── Extracted text ──

Trump picks up pro-life effort dropped in Congress
Life | The president’s executive order seeks to protect abortion survivors
by Leah Hickman
Posted 9/28/20, 05:10 pm
President Donald Trump signed an executive order on Friday to shore up protections for babies who survive abortions. The order requires the U.S. Department of Health and Human Services to ensure medical centers that receive federal funding give life-saving assistance to all premature and disabled newborns in compliance with existing laws.
Seven months ago, just a few weeks before the coronavirus lockdowns began, the Born-Alive Abortion Survivors Protection Act failed to receive the 60 votes needed to break a filibuster in the U.S. Senate. The bill also stalled in the House, where Republican lawmakers have filed a discharge petition to bring the measure to the floor for a vote. The petition has 205 of the 218 signatures needed, but it likely will not get any more before the end of this congressional session.
“Unfortunately, after months of waiting, no action was taken,” said Connors Semelsberger, a legislative assistant with the Family Research Council. “The administration is doing what they can.”
The 2002 Born-Alive Infants Protection Act, signed by President George W. Bush, clarified that born infants have the same right to lifesaving medical care as any other human. But that law did not institute penalties for medical professionals who failed to comply. Trump’s executive order gives the secretary of health and human services the power to cut funding from medical programs that ignore the 2002 law. Organizations that don’t receive federal funding are outside of the order’s purview.
“Without … the Born-Alive Abortion Survivors Protection [Act], there are no federal enforcement tools to punish abortionists and healthcare professionals performing abortions in private clinics … that do not provide medical care,” Semelsberger said.
This order joins a host of other pro-life policies the Trump administration has enacted, including limiting funding for overseas groups that support abortion, increasing oversight of fetal tissue research, and blocking Planned Parenthood’s participation in the Title X family planning program.
Congress has the power to codify each of those actions into law, but Semelsberger said lawmakers have been “delegating out their duties to legislate” to the courts and the executive branch instead: “It has put us as the pro-life movement in very much a pendulum swing.”

───
── Data shown ──

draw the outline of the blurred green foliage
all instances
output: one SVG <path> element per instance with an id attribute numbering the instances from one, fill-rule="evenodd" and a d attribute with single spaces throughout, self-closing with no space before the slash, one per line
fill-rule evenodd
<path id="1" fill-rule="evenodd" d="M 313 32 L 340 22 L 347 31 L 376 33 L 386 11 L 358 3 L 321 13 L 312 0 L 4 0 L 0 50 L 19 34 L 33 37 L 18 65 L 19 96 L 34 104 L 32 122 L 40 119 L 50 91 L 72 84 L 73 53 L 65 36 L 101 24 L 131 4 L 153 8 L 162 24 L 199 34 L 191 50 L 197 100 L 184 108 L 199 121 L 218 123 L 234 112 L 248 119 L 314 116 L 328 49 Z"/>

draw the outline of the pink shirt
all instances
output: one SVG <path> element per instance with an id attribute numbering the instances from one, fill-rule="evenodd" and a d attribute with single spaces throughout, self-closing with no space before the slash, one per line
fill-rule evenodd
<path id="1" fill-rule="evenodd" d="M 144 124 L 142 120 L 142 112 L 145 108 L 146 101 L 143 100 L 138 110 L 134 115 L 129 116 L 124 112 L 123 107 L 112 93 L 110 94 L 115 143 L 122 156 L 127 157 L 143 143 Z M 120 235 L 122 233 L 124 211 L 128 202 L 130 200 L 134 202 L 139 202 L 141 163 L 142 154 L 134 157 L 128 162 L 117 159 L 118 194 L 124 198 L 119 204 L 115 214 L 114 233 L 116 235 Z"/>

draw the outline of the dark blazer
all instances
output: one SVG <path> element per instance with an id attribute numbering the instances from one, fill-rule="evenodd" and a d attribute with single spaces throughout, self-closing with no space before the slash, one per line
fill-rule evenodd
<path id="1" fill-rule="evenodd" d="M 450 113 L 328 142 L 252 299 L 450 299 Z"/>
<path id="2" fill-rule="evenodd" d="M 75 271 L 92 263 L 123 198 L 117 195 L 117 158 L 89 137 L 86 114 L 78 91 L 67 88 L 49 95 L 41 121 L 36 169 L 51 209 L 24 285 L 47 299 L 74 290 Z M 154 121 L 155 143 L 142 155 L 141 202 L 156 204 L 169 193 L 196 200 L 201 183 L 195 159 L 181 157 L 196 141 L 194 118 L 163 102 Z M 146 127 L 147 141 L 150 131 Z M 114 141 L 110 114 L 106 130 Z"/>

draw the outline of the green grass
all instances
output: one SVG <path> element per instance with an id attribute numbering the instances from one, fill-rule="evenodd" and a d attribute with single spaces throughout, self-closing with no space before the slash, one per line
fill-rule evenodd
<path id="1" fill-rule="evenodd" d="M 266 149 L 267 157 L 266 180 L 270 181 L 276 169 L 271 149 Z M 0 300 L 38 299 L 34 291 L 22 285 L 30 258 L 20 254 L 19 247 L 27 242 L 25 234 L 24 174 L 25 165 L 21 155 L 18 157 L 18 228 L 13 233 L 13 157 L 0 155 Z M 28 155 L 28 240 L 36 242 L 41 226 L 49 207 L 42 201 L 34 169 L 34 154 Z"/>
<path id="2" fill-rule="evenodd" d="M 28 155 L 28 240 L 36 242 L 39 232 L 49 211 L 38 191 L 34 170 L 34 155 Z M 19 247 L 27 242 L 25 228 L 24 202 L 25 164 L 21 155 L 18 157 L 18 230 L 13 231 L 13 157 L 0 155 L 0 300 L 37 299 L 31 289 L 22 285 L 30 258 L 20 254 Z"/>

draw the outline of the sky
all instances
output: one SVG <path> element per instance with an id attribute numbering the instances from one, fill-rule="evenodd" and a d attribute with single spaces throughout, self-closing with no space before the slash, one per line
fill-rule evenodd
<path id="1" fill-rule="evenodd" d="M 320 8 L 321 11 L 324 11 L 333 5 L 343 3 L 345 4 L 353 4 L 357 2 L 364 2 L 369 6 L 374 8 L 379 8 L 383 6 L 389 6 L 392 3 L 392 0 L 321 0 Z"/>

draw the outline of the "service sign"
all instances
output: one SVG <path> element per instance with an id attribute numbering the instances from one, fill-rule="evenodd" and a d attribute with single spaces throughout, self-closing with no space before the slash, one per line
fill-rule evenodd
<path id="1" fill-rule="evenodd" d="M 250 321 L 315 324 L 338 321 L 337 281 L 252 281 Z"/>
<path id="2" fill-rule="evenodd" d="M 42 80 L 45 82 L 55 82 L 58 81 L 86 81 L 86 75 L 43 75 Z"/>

───

▸ Exercise
In the article on the abortion-survivors executive order, how many signatures does the House discharge petition have?

▸ Exercise result
It has 205 of the 218 signatures needed.